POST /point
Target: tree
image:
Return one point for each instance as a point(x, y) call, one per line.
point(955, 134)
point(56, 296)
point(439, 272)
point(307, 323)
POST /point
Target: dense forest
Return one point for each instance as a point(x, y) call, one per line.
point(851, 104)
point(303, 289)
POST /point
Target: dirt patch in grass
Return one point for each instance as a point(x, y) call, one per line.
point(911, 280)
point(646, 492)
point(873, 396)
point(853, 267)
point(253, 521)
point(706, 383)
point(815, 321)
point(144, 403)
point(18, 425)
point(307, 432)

☆ ☆ ☆ ☆

WHAT THE TASK ASKS
Reproduce the material above, changing each "instance" to "occurrence" and leaving everything else untouched.

ANSWER
POST /point
Target: tree
image:
Return one point for each occurrence as a point(x, y) call, one per line.
point(955, 134)
point(56, 296)
point(439, 272)
point(307, 323)
POST /point
Target: dense forest
Return one point for each occurrence as a point(x, y) call, one per line.
point(851, 104)
point(303, 289)
POST /point
Target: dirt patch in grass
Return one point for each occurrence as a point(x, y) call, one per line.
point(911, 280)
point(646, 492)
point(873, 396)
point(853, 267)
point(253, 521)
point(706, 383)
point(815, 321)
point(144, 403)
point(18, 425)
point(307, 432)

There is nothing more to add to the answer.